Apply VSEPR Theory to Chloroform

The Valence Shell Electron Pair Repulsion (VSEPR) theory helps predict the shape of \( \mathrm{CHCl}_3 \). The carbon atom forms four single bonds (sp³ hybridization) with no lone pairs, creating a tetrahedral shape.

Analyze the Shape of 1,1-Dichloroethene

For \( \mathrm{Cl}_2\mathrm{C} = \mathrm{CH}_2 \), consider the carbon-carbon double bond. Each carbon forms three sigma bonds, resulting in an sp² hybridization and a trigonal planar shape around each carbon atom.

Confirm the Shapes

In \( \mathrm{CHCl}_3 \), all bond angles are approximately 109.5°, characteristic of a tetrahedral geometry. For \( \mathrm{Cl}_2\mathrm{C} = \mathrm{CH}_2 \), each carbon forms 120° bond angles, affirming the trigonal planar structure.

Key concepts

Molecular Geometry

Molecular geometry is the three-dimensional arrangement of atoms in a molecule. It determines how a molecule interacts with other molecules. Understanding molecular geometry helps in predicting the behavior and reactivity of chemical substances.

• VSEPR theory provides a systematic way to determine molecular shape based on the repulsion between electron pairs.

Raw data:

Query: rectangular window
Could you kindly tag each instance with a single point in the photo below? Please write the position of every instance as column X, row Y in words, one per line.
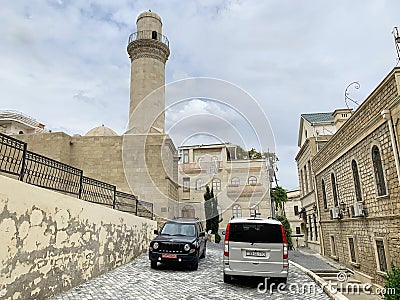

What you have to do: Update the page excerpt on VSEPR shapes, starting with "Analyze the Shape" and going on through "of chemical substances.". Replace "trigonal planar" with "triangular planar" each time it occurs in that span.

Response to this task:
Analyze the Shape of 1,1-Dichloroethene

For \( \mathrm{Cl}_2\mathrm{C} = \mathrm{CH}_2 \), consider the carbon-carbon double bond. Each carbon forms three sigma bonds, resulting in an sp² hybridization and a triangular planar shape around each carbon atom.

Confirm the Shapes

In \( \mathrm{CHCl}_3 \), all bond angles are approximately 109.5°, characteristic of a tetrahedral geometry. For \( \mathrm{Cl}_2\mathrm{C} = \mathrm{CH}_2 \), each carbon forms 120° bond angles, affirming the triangular planar structure.

Key concepts

Molecular Geometry

Molecular geometry is the three-dimensional arrangement of atoms in a molecule. It determines how a molecule interacts with other molecules. Understanding molecular geometry helps in predicting the behavior and reactivity of chemical substances.